— Directions —
Count the lines below that contain the word "photo", and reply with that number alone.

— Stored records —
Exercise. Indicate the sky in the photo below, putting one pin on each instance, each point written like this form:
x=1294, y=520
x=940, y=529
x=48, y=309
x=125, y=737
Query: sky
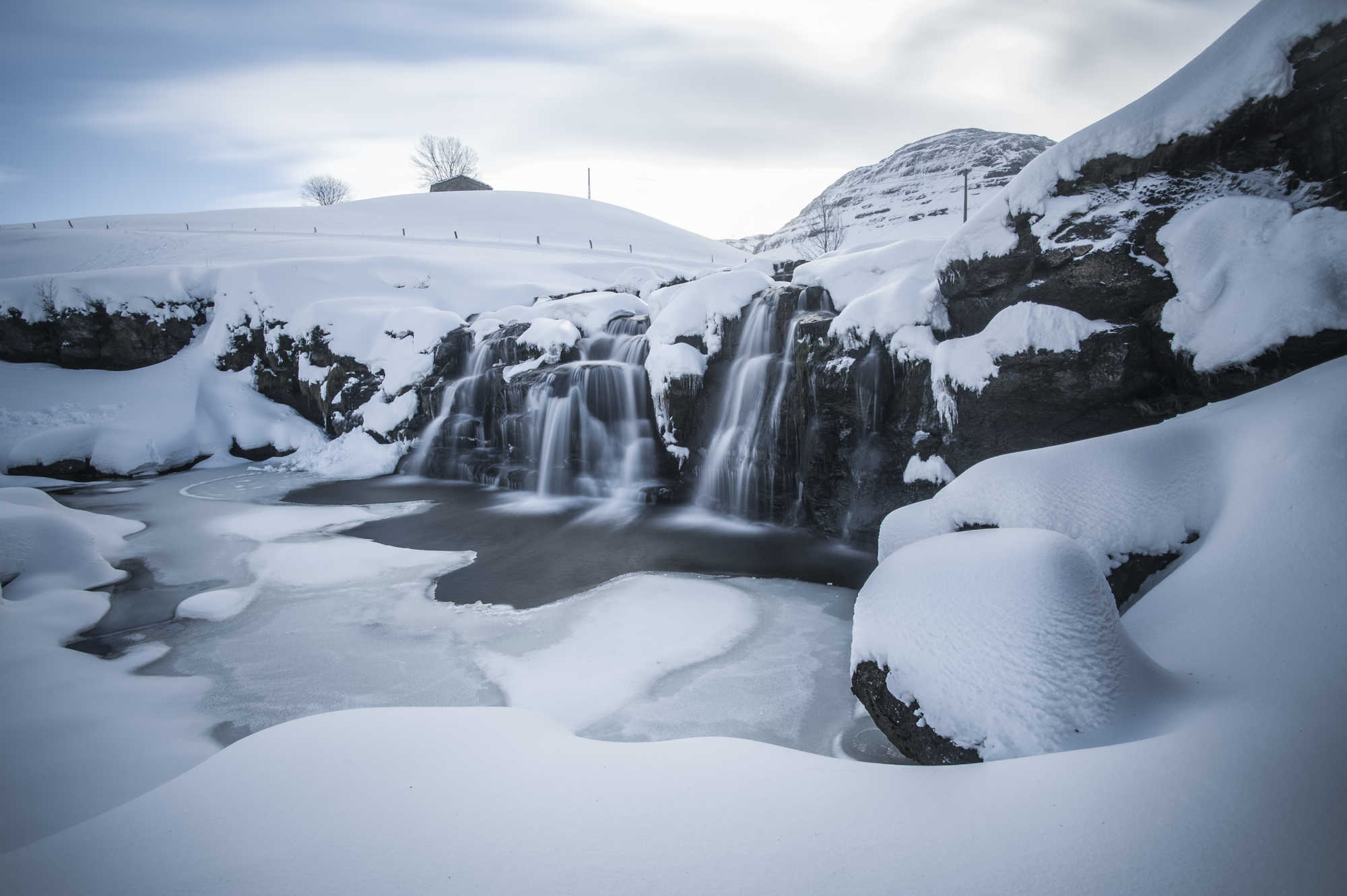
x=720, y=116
* * *
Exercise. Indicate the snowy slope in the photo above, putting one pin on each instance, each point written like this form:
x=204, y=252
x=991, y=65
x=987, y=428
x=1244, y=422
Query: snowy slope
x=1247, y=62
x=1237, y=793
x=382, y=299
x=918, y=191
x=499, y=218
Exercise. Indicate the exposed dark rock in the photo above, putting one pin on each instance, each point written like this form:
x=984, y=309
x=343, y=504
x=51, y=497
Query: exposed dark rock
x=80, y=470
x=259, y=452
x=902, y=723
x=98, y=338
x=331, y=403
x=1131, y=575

— Result for this task —
3